Record list
(begin)

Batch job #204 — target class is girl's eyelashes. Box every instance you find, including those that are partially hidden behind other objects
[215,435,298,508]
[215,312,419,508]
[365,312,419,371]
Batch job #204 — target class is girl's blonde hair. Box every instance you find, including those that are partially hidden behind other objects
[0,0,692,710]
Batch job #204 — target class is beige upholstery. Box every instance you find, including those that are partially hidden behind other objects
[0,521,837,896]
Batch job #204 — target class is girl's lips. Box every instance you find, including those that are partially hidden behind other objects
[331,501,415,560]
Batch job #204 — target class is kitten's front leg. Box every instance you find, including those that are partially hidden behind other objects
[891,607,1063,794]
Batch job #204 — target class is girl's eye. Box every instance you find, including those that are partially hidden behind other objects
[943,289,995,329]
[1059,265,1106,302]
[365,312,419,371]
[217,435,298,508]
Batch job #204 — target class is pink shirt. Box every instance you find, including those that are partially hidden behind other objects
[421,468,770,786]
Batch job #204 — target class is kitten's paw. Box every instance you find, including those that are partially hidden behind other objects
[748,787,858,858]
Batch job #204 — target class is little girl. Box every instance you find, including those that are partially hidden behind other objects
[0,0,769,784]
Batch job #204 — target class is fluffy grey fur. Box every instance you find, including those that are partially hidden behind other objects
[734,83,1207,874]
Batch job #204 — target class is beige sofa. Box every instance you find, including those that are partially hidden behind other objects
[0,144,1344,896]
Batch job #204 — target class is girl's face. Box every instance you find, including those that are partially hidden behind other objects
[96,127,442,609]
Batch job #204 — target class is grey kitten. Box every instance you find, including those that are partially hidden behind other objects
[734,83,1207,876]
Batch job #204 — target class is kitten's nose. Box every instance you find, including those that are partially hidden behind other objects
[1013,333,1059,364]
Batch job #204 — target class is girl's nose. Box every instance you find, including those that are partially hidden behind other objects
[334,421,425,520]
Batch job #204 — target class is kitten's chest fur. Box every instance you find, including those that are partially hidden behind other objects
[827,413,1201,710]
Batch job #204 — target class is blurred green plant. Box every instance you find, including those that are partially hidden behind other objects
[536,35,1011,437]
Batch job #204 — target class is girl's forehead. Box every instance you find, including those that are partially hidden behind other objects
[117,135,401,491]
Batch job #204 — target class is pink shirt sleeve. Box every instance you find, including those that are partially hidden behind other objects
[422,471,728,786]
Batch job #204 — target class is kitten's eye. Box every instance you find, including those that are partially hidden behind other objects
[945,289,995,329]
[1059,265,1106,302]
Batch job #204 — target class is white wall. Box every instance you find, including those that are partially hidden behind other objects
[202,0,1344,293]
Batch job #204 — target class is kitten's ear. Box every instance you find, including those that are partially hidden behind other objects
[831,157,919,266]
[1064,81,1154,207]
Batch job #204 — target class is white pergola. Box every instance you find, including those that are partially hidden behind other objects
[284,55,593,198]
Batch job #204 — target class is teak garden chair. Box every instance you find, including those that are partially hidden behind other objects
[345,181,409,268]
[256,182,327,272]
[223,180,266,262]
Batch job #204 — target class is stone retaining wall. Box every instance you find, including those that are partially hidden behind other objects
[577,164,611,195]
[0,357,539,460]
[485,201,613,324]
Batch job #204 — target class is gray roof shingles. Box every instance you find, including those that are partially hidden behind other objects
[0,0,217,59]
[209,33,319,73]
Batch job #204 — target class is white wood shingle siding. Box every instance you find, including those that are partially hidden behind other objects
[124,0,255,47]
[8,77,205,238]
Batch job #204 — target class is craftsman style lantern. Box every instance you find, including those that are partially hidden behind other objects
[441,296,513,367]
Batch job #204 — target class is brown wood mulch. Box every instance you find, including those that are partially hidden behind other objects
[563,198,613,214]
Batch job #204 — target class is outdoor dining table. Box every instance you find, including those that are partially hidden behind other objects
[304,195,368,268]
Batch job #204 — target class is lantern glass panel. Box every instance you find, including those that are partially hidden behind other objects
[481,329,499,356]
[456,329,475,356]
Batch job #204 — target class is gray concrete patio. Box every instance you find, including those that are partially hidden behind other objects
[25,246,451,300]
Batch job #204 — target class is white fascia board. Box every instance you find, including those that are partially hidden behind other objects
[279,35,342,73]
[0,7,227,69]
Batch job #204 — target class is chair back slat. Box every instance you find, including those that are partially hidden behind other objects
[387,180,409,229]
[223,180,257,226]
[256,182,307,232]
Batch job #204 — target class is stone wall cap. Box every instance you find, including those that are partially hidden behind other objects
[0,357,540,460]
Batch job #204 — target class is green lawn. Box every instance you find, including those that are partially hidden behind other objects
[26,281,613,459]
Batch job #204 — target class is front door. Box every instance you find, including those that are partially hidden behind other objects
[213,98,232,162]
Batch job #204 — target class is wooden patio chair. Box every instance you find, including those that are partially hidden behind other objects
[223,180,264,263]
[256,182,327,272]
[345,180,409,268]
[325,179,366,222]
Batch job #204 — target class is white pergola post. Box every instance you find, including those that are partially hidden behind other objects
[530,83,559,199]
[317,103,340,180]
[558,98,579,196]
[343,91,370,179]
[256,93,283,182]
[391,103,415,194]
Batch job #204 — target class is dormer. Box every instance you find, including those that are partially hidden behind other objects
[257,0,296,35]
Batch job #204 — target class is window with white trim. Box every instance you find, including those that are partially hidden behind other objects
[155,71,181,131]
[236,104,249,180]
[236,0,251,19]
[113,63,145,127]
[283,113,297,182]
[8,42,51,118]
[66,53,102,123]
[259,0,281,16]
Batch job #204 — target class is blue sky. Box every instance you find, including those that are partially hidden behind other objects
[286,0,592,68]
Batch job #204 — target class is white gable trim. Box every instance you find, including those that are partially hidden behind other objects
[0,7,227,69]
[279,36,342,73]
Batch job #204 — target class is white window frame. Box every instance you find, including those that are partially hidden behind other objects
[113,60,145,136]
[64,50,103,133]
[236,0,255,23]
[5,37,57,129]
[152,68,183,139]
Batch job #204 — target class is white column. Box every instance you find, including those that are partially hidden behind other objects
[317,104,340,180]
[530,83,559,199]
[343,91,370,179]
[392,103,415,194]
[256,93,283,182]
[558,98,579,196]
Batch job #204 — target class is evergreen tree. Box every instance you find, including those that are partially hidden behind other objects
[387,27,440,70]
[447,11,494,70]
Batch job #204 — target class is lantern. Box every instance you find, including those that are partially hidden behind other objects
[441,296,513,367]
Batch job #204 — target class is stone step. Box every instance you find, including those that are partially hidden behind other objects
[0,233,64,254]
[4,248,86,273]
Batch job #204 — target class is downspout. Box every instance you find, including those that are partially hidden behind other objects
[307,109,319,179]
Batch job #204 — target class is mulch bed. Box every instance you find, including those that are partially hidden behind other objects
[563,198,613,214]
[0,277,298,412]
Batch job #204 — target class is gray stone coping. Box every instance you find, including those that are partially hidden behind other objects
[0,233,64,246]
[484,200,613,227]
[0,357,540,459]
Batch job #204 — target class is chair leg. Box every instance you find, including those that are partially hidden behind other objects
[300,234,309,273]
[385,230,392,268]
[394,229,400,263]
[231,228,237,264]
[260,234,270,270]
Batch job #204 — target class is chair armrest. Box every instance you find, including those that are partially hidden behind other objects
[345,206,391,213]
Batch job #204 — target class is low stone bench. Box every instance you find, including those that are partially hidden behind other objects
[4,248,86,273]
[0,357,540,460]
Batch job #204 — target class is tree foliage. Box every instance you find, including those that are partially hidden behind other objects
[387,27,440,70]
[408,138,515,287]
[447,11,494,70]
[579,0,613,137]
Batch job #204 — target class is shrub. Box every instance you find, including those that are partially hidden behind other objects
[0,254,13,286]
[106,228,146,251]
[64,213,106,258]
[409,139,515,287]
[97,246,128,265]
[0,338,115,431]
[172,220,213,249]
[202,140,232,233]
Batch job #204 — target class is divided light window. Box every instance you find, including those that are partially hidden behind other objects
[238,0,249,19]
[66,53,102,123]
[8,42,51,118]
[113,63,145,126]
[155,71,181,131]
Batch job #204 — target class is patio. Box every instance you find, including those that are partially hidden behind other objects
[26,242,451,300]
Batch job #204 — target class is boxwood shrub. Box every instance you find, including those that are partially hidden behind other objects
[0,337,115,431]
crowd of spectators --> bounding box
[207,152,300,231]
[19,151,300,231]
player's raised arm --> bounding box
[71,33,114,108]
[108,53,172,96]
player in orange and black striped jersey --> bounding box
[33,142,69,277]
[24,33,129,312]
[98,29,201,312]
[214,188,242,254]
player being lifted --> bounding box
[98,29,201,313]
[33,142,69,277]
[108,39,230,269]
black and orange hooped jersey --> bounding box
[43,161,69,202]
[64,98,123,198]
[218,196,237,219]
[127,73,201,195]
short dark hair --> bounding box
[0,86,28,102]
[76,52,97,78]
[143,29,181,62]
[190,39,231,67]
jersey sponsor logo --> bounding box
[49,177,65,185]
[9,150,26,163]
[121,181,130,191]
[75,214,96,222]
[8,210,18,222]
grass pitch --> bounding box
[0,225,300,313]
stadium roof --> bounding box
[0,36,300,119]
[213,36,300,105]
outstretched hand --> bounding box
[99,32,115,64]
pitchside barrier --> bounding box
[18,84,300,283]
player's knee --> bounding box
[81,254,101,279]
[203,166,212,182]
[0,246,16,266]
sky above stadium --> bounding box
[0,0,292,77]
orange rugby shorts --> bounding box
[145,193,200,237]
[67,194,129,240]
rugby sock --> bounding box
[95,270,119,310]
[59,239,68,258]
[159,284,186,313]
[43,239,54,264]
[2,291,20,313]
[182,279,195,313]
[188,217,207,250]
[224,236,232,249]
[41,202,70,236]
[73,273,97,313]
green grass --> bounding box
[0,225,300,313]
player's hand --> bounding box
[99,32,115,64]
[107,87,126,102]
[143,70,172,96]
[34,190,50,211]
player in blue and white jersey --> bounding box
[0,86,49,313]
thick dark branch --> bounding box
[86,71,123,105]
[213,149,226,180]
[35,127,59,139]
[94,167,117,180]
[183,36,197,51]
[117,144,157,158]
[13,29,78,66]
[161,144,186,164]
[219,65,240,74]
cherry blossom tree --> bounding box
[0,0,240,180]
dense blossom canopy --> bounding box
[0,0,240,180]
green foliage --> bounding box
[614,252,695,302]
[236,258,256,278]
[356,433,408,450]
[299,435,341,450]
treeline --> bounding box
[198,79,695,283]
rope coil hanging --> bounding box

(end)

The task
Copy every row word for word, starting with the row containing "Batch job #204 — target class is kitten's front" and ending with the row containing "[0,0,769,784]", both included.

Complete answer
Batch job #204 — target class is kitten's front leg. Box every instance you find, including those that are partially hidden behind other objects
[891,607,1063,794]
Batch job #204 — target class is girl's eye. Box every instance you find, including those that are partially hidden behind other objects
[943,289,995,329]
[1059,265,1106,302]
[365,312,419,371]
[217,435,298,508]
Batch job #204 — target class is pink shirt. Box every instance you find, including those that are partially hidden behind other objects
[421,468,770,786]
Batch job #204 — target class is kitten's paw. Box every instance you find, including those that are partially hidden behind other objects
[748,787,858,858]
Batch job #204 — target class is little girl. Box every instance you find, including those that are partially hidden behind other objects
[0,0,769,784]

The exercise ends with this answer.